▶ _Activity list_
1 > In the Barkin interview, give again the stretch from "One the difficulties" through "deeper inflationary psychology." word for word.
2 > Shorten the paragraph of the Barkin interview that begins "He pointed to the April employment report," keeping its main facts.

▶ _Quoted passage_
===

Richmond Fed president says labor shortages might be easing for some sectors.
Bringing high U.S. inflation down to more acceptable levels will take time because the economy is still booming, employment is robust and supply chain issues are taking longer than expected to get resolved, Richmond Fed President Thomas Barkin told MNI.
“I think it's going to take us a while to get inflation under control and that's one of the reasons why I'm supportive of that accelerated rate increase path that we talked about,” Barkin told MNI’s FedSpeak podcast, saying he would not rule out a larger 75 basis point rate hike if inflation expectations look to be getting out of hand.
“Demand is still extremely strong,” he said. “I don't see any quieting in that yet.”
Barkin said business contacts in the Fed’s 5th district expect inflation pressures to persist. "People would like the supply chain stuff to to get solved but it's just taking longer and longer and longer and it's sort of like whack-a-mole, the latest issues of course being the Ukraine and being the shutdown in China."
One the difficulties with tamping inflation, which has surged to a 40-year high of 8.5%, is that price pressures have broadened as supply chain issues clashed with increased demand due to fiscal and monetary support following the pandemic.
“A lot of us thought a year ago that this was about getting chips in cars, and as soon as we got chips in cars inflation would ease,” Barkin said. “What we've seen, of course, is that it's much broader than that. And the longer that you have elevated inflation, the higher the risk that firms and consumers are going to think that inflation is going to stay elevated. That informs my forward-leaning, look on normalizing rates."
Still, he’s encouraged that business managers' price setting habits do not yet reveal a deeper inflationary psychology.
“You ask them, what kind of pricing power do you think you're going to have a year from now? They have not yet convinced themselves that this pricing power is continuous or long lasting,” he said. “They do not see this as a long-term regime change. They see this as a shorter term thing that we're gonna get to the other side of at this point.”
He pointed to the April employment report, which showed a larger-than-expected gain of 428,000 jobs, as a further sign that labor market conditions are very tight. Even some of the labor shortages that have characterized much of the pandemic might be easing for some sectors as parts of the economy return to normalcy, he said.
“The amount of noise I hear from businesses is less today than it was five or six months ago,” he said. “It was almost desperation five or six months ago, and today it has eased up. I think it's that you have seen a big rise in participation, particularly in the lower end of the workforce. And so the hospitality sector is one that I'm hearing a lot less noise from.”
Barkin said he’s surprised by all the chatter about recession risks in financial markets and in the business community, attributing the worries to understandable concerns about the high levels of uncertainty associated with a period of higher inflation and the Fed’s efforts to rein it in.
“We've got a long time before we do something that throws us into a recession but I understand why people are concerned about it,” he said. "We're still well under neutral."
“People certainly worry that the path to control inflation will require the Fed going into restrictive territory, and that that could cause a recession. I'll just remind everybody that the Fed hasn't been that restrictive in a very long time.”

===

▶ _Records supplied_
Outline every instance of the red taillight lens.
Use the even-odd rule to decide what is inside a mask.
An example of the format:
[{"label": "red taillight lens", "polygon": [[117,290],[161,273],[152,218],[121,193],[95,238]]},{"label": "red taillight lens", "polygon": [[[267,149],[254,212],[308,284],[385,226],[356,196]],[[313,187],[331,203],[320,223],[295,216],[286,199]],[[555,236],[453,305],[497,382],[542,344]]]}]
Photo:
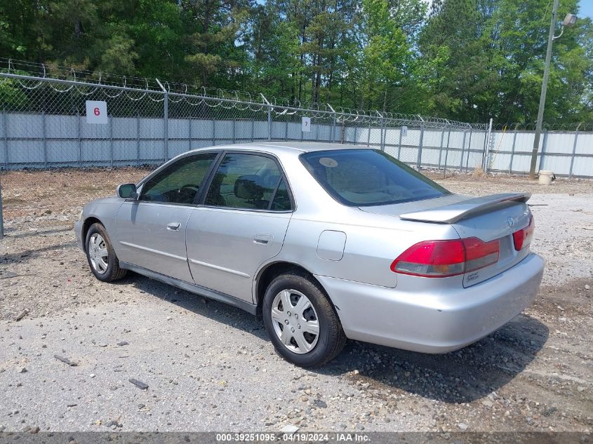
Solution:
[{"label": "red taillight lens", "polygon": [[412,245],[391,264],[395,273],[429,278],[444,278],[487,267],[498,261],[498,240],[477,238],[427,241]]},{"label": "red taillight lens", "polygon": [[531,243],[533,238],[533,231],[535,230],[535,222],[533,221],[533,216],[529,217],[529,224],[524,229],[513,233],[513,243],[515,250],[521,251],[526,248]]}]

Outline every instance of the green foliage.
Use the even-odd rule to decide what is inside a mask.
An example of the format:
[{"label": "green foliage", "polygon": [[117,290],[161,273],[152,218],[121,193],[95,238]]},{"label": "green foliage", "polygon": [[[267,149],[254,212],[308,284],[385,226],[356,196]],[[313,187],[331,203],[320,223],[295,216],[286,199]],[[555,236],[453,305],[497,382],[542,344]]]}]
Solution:
[{"label": "green foliage", "polygon": [[[559,20],[578,14],[563,0]],[[8,0],[0,55],[296,103],[535,120],[549,0]],[[0,103],[15,100],[10,82]],[[593,119],[593,24],[554,41],[545,119]]]}]

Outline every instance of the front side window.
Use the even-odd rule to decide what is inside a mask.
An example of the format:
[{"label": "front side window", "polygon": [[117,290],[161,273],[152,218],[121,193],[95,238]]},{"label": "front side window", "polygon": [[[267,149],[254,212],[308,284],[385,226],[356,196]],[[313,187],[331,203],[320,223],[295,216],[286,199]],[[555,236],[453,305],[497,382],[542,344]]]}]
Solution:
[{"label": "front side window", "polygon": [[217,153],[188,156],[149,179],[138,200],[191,205]]},{"label": "front side window", "polygon": [[325,190],[349,206],[401,203],[451,194],[379,150],[312,152],[300,158]]},{"label": "front side window", "polygon": [[278,165],[269,157],[229,153],[216,170],[204,203],[230,208],[290,210],[288,191],[281,187],[283,183]]}]

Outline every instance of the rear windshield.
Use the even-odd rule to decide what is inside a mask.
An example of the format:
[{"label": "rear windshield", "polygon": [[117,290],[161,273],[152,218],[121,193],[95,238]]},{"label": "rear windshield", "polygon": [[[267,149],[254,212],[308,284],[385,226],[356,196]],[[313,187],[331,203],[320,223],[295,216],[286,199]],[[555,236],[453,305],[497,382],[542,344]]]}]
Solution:
[{"label": "rear windshield", "polygon": [[401,203],[451,194],[379,150],[319,151],[300,158],[328,193],[349,206]]}]

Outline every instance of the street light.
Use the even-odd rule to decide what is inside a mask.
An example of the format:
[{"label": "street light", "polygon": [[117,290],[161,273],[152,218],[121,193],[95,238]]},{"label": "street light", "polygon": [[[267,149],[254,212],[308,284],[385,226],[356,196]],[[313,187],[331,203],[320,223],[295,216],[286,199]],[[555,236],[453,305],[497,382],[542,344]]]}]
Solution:
[{"label": "street light", "polygon": [[546,62],[544,66],[544,79],[542,81],[542,93],[540,95],[540,107],[538,109],[538,123],[535,125],[535,137],[533,139],[533,150],[531,152],[531,167],[529,168],[529,178],[535,178],[535,164],[538,163],[538,152],[540,149],[540,137],[542,134],[542,123],[544,119],[544,107],[546,102],[546,91],[547,90],[547,79],[549,76],[549,60],[552,58],[552,43],[559,38],[564,32],[564,27],[573,26],[577,21],[576,15],[566,14],[562,21],[562,29],[557,36],[554,35],[556,29],[556,14],[558,12],[558,1],[554,0],[554,7],[552,9],[552,20],[549,22],[549,34],[547,39],[547,51],[546,51]]}]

===

▶ _Solution set_
1 >
One the difficulties with tamping inflation, which has surged to a 40-year high of 8.5%, is that price pressures have broadened as supply chain issues clashed with increased demand due to fiscal and monetary support following the pandemic.
“A lot of us thought a year ago that this was about getting chips in cars, and as soon as we got chips in cars inflation would ease,” Barkin said. “What we've seen, of course, is that it's much broader than that. And the longer that you have elevated inflation, the higher the risk that firms and consumers are going to think that inflation is going to stay elevated. That informs my forward-leaning, look on normalizing rates."
Still, he’s encouraged that business managers' price setting habits do not yet reveal a deeper inflationary psychology.

2 > Barkin cited April's jobs report, with its larger-than-expected gain of 428,000 jobs, as further evidence of a very tight labor market. He added that pandemic-era labor shortages might be easing in some sectors as parts of the economy return to normal.